**TASK**
Every line in the following data that has "window" counts toward the total; state that total alone.
-- Opening Marker --
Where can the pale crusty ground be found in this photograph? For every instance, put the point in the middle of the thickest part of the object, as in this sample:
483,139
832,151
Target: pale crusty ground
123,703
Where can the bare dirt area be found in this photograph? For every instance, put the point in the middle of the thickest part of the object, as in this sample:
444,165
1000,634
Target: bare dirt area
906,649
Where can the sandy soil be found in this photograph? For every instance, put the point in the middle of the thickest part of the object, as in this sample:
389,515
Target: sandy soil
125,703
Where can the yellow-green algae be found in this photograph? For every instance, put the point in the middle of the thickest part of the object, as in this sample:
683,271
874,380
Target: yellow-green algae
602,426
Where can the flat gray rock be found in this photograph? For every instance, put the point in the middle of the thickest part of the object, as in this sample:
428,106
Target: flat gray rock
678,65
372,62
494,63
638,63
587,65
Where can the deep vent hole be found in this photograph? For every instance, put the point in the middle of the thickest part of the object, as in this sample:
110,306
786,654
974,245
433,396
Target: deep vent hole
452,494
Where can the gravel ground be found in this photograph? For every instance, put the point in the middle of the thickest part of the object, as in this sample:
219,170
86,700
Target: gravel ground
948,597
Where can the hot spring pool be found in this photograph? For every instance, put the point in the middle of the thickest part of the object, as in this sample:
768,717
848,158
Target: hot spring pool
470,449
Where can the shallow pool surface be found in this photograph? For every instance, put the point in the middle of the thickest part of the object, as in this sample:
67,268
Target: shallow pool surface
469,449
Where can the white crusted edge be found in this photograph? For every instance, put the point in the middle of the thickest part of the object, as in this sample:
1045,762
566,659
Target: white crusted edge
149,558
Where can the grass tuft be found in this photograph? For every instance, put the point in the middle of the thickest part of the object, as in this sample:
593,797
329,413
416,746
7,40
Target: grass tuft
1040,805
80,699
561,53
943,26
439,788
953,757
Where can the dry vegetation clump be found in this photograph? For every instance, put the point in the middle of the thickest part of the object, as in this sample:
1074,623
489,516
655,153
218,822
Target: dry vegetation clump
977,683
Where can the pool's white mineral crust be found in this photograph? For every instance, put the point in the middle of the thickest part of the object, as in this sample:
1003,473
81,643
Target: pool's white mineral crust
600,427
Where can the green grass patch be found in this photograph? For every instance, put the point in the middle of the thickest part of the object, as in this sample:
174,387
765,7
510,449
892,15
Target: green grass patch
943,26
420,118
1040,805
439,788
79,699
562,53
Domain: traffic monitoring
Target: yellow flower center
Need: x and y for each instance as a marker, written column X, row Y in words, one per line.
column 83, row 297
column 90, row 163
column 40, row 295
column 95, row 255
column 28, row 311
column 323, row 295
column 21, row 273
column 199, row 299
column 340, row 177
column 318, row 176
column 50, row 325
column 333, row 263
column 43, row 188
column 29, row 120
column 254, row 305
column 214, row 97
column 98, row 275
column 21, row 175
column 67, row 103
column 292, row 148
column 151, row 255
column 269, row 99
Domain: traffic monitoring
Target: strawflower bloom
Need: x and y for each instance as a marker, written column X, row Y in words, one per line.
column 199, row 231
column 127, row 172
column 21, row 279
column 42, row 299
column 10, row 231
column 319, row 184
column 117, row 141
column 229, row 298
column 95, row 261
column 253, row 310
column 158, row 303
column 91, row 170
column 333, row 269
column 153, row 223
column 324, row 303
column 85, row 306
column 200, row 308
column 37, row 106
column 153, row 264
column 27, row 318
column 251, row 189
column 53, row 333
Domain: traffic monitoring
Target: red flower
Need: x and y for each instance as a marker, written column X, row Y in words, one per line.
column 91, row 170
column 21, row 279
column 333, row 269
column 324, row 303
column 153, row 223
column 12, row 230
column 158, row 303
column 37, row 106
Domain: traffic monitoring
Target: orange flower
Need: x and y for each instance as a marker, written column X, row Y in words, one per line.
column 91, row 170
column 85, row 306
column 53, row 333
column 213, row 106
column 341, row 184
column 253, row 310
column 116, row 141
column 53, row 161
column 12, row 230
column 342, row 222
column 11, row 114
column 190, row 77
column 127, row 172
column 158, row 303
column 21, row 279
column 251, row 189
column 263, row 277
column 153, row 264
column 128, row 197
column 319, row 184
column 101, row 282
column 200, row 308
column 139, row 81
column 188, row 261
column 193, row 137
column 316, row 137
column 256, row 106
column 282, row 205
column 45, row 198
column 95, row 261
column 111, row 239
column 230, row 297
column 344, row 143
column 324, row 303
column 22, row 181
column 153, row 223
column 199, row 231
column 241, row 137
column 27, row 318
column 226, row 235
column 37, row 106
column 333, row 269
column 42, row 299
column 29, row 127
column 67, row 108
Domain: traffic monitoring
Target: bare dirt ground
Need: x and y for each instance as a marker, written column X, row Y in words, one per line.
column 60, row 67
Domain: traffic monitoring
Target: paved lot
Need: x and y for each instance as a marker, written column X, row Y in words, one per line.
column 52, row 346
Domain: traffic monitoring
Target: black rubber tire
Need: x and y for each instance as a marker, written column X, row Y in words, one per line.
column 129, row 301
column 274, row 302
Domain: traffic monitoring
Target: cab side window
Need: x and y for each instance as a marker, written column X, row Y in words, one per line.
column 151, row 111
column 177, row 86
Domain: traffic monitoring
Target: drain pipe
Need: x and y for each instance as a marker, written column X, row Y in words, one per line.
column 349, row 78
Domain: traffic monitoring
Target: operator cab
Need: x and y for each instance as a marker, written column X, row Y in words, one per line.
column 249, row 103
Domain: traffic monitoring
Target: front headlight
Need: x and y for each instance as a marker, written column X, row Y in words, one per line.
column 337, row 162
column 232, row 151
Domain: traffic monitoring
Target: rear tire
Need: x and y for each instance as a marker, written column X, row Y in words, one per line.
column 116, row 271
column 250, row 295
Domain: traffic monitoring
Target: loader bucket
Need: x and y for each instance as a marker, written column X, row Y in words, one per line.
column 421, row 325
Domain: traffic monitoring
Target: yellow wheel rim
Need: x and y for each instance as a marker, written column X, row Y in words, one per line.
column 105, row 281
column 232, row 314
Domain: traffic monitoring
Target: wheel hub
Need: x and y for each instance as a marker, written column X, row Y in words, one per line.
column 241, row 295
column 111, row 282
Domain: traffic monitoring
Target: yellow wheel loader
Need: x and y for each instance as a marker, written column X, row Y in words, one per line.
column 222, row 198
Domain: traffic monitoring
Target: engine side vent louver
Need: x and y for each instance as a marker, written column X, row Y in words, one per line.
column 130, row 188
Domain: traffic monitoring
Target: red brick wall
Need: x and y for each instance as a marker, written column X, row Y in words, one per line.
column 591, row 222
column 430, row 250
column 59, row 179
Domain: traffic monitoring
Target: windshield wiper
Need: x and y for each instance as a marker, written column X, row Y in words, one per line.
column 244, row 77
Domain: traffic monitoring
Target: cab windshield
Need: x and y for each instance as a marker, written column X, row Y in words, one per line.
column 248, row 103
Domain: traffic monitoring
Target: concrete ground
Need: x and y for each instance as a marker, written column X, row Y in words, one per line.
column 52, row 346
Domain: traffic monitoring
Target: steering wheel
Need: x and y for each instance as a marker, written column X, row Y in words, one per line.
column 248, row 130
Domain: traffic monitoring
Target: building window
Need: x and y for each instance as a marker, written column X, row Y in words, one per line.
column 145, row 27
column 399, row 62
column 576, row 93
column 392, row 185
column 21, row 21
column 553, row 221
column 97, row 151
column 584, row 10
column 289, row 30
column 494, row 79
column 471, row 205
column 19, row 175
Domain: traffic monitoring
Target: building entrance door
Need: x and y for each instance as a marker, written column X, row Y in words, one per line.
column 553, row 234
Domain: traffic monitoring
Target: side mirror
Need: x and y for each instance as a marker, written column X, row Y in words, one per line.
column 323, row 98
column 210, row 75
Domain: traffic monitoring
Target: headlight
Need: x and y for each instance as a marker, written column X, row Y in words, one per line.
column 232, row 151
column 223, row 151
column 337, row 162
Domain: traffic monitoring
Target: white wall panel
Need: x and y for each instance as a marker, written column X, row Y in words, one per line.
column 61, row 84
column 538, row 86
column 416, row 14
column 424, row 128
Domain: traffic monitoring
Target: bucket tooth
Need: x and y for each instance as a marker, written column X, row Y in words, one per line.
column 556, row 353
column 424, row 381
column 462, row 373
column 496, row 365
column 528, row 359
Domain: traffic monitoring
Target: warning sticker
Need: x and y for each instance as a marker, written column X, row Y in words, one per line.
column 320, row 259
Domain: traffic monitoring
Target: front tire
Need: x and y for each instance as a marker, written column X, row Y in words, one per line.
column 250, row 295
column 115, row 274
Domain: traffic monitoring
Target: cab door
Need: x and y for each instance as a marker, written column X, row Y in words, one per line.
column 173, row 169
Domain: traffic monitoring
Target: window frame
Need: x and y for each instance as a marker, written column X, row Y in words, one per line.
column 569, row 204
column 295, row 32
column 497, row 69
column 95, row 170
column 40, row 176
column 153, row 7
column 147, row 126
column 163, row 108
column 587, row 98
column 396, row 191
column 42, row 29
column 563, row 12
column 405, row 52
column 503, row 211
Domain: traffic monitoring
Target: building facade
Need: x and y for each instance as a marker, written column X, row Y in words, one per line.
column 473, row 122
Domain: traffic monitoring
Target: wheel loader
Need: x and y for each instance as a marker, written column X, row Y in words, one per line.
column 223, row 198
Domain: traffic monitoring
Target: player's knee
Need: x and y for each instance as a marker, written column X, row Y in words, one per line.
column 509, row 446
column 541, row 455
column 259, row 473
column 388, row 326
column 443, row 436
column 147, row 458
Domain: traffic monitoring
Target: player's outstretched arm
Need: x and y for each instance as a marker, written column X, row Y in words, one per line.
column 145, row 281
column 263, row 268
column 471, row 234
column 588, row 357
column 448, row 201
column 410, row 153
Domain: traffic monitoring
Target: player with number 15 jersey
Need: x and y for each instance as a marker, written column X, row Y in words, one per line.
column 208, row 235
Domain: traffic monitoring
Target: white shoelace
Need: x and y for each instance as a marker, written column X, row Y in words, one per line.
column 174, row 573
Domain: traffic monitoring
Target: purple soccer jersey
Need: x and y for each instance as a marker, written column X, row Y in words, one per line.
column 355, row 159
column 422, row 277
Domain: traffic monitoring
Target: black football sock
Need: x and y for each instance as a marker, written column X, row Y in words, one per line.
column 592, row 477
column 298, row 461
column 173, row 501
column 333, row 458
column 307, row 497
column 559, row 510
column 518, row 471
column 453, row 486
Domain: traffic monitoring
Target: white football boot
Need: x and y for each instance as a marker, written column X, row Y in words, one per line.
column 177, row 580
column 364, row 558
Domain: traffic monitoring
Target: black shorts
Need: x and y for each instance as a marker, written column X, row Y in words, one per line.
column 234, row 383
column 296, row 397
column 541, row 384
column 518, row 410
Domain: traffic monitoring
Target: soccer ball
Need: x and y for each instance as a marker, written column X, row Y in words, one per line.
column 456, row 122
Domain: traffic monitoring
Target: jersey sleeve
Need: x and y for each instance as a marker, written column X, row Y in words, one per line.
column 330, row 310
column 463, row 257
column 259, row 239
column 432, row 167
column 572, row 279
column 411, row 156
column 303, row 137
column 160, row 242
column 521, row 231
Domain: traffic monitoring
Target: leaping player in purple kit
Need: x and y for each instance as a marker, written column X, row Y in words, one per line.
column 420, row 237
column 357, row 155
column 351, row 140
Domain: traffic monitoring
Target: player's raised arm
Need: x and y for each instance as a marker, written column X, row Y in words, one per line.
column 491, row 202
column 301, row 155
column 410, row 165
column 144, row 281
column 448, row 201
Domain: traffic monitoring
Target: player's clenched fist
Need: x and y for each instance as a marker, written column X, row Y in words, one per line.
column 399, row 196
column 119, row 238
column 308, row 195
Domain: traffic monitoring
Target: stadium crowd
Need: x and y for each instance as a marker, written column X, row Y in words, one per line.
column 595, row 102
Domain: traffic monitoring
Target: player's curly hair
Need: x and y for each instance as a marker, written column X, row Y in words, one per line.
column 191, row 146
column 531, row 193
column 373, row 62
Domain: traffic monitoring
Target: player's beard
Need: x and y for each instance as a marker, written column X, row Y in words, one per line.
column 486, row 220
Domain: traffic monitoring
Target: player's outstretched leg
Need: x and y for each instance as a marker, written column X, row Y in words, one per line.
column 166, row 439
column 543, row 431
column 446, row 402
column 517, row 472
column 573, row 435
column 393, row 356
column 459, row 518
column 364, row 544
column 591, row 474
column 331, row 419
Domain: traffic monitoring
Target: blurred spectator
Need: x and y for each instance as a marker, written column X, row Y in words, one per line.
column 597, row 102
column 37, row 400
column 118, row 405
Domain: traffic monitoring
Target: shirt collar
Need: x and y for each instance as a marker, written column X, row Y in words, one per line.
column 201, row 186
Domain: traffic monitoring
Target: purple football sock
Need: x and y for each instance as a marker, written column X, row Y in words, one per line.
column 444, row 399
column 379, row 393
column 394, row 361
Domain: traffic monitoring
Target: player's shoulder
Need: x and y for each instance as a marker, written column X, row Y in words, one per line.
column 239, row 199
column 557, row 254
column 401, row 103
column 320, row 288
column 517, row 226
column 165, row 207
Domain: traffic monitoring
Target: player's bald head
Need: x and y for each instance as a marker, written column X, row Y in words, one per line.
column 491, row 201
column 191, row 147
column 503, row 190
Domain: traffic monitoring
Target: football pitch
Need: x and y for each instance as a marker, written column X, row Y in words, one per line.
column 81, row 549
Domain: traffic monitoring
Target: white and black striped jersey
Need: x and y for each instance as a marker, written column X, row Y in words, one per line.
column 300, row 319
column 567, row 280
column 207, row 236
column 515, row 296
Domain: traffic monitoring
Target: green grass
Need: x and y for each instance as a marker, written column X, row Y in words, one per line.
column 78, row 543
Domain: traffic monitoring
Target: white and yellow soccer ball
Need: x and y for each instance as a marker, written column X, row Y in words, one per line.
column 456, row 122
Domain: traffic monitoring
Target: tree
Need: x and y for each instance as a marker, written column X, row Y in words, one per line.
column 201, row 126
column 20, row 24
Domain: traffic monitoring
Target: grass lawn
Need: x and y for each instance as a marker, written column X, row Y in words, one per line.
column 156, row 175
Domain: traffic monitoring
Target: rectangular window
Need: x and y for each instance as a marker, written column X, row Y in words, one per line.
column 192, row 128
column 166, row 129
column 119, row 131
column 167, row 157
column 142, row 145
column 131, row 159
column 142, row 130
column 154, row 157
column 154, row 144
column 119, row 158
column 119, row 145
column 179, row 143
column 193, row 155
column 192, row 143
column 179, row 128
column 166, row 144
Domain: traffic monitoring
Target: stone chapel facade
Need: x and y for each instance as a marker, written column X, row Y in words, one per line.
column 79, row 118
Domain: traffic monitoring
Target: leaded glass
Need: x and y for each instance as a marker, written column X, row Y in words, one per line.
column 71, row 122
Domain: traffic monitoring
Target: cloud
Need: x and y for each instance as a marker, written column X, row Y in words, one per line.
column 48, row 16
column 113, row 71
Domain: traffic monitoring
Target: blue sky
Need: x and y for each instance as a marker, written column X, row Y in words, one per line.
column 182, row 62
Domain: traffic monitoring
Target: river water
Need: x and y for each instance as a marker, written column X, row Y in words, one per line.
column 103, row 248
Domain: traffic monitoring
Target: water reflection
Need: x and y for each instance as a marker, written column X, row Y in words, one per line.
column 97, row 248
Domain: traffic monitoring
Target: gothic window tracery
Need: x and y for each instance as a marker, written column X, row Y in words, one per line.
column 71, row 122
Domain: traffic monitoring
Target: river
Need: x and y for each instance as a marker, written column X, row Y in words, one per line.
-- Closing Marker --
**TASK RESPONSE**
5